OPDRACHT
Citeer woordelijk de regels uit het materiaal hieronder, te beginnen bij de regel met "Subject = navy blue cap" en eindigend bij het einde van het materiaal. Laat de afbeeldingen weg uit je antwoord.

HET MATERIAAL
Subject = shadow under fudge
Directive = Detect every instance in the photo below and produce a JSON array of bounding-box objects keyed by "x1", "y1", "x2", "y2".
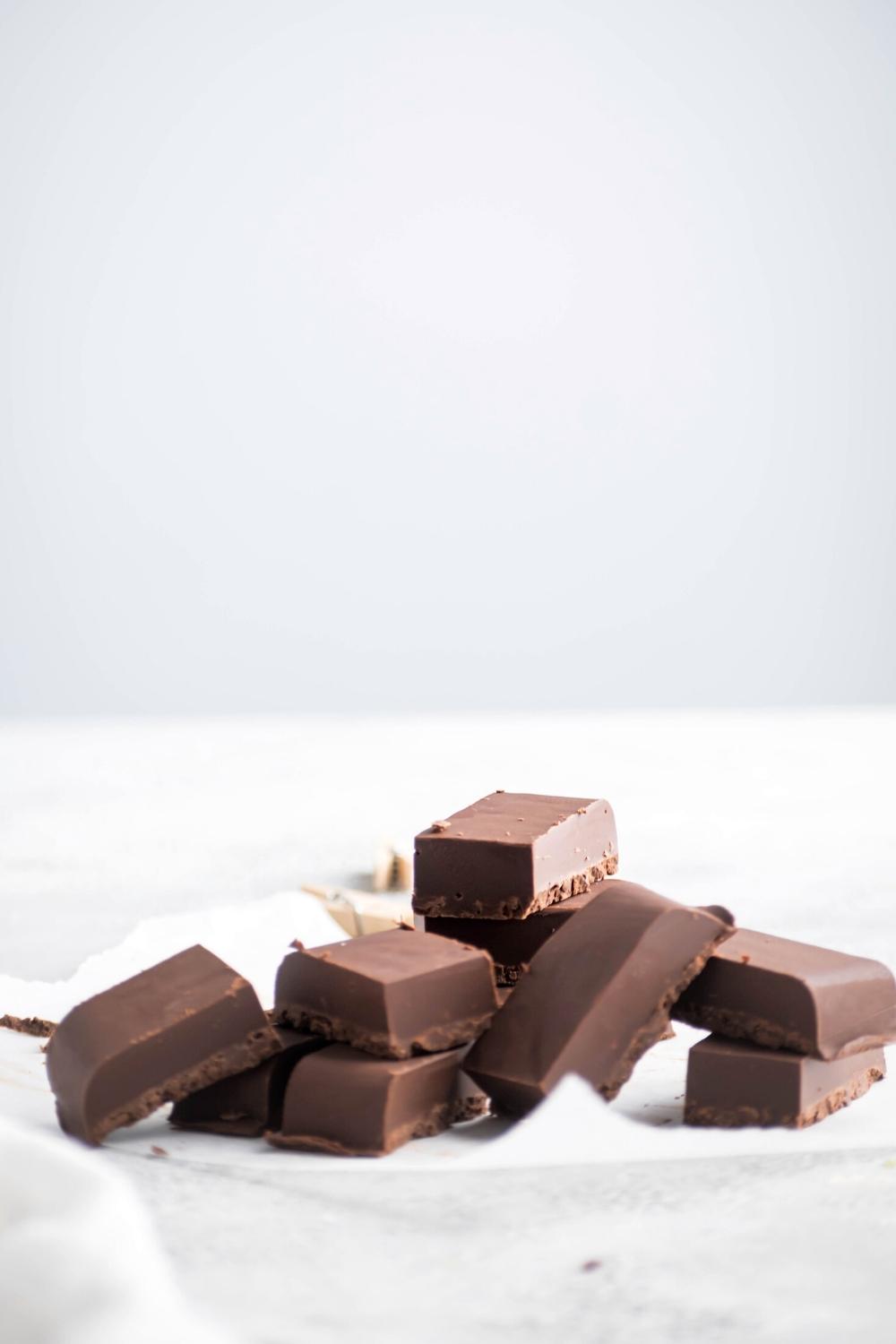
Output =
[{"x1": 168, "y1": 1027, "x2": 326, "y2": 1139}]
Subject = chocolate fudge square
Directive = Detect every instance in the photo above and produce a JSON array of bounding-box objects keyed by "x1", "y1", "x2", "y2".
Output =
[
  {"x1": 47, "y1": 946, "x2": 280, "y2": 1144},
  {"x1": 274, "y1": 929, "x2": 497, "y2": 1059},
  {"x1": 266, "y1": 1046, "x2": 487, "y2": 1158},
  {"x1": 414, "y1": 792, "x2": 619, "y2": 919}
]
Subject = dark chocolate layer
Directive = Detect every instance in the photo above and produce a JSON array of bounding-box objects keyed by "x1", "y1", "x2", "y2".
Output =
[
  {"x1": 417, "y1": 882, "x2": 605, "y2": 986},
  {"x1": 414, "y1": 792, "x2": 618, "y2": 919},
  {"x1": 466, "y1": 881, "x2": 732, "y2": 1113},
  {"x1": 266, "y1": 1046, "x2": 487, "y2": 1158},
  {"x1": 685, "y1": 1037, "x2": 887, "y2": 1129},
  {"x1": 168, "y1": 1027, "x2": 326, "y2": 1139},
  {"x1": 274, "y1": 929, "x2": 497, "y2": 1059},
  {"x1": 47, "y1": 946, "x2": 278, "y2": 1144},
  {"x1": 673, "y1": 929, "x2": 896, "y2": 1059}
]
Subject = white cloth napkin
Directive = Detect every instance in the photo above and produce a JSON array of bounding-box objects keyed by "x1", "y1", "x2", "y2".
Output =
[
  {"x1": 0, "y1": 892, "x2": 345, "y2": 1021},
  {"x1": 0, "y1": 1120, "x2": 231, "y2": 1344}
]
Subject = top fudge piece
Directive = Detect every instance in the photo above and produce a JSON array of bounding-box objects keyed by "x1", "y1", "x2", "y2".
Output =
[
  {"x1": 673, "y1": 929, "x2": 896, "y2": 1059},
  {"x1": 274, "y1": 929, "x2": 498, "y2": 1059},
  {"x1": 414, "y1": 790, "x2": 618, "y2": 919},
  {"x1": 47, "y1": 946, "x2": 280, "y2": 1144}
]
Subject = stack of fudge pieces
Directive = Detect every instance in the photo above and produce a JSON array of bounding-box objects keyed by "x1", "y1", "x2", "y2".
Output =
[{"x1": 47, "y1": 790, "x2": 896, "y2": 1156}]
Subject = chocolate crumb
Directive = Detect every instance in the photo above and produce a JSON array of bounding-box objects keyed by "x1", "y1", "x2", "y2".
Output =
[{"x1": 0, "y1": 1012, "x2": 56, "y2": 1037}]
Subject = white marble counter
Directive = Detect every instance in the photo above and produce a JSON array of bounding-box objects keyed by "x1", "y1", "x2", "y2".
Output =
[{"x1": 0, "y1": 711, "x2": 896, "y2": 1344}]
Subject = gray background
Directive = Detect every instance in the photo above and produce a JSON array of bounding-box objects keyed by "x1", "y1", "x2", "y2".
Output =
[{"x1": 0, "y1": 0, "x2": 896, "y2": 714}]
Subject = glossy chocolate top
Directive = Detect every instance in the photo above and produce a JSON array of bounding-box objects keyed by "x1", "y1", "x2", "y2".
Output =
[
  {"x1": 466, "y1": 881, "x2": 731, "y2": 1112},
  {"x1": 47, "y1": 946, "x2": 277, "y2": 1142},
  {"x1": 675, "y1": 929, "x2": 896, "y2": 1059},
  {"x1": 417, "y1": 792, "x2": 603, "y2": 846},
  {"x1": 685, "y1": 1035, "x2": 887, "y2": 1126},
  {"x1": 267, "y1": 1046, "x2": 469, "y2": 1156},
  {"x1": 275, "y1": 929, "x2": 497, "y2": 1058},
  {"x1": 414, "y1": 793, "x2": 618, "y2": 919}
]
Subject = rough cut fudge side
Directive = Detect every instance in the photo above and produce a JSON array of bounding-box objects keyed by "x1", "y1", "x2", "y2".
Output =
[
  {"x1": 266, "y1": 1046, "x2": 487, "y2": 1158},
  {"x1": 685, "y1": 1037, "x2": 887, "y2": 1129},
  {"x1": 414, "y1": 792, "x2": 618, "y2": 919},
  {"x1": 415, "y1": 882, "x2": 605, "y2": 986}
]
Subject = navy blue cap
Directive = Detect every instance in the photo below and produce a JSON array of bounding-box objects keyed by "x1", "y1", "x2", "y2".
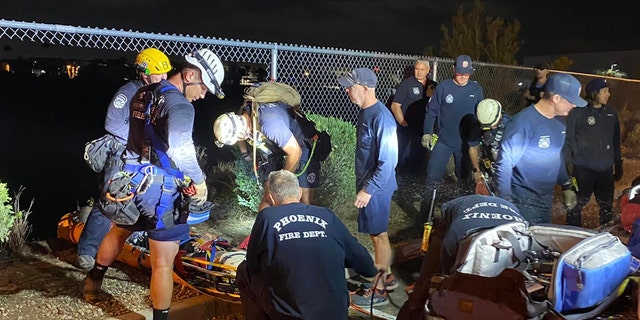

ANTWOORD HIERONDER
Subject = navy blue cap
Directive = Detect every instance in the photo below and produce a JSON array of bounding-box objects keyed by "x1", "y1", "x2", "y2".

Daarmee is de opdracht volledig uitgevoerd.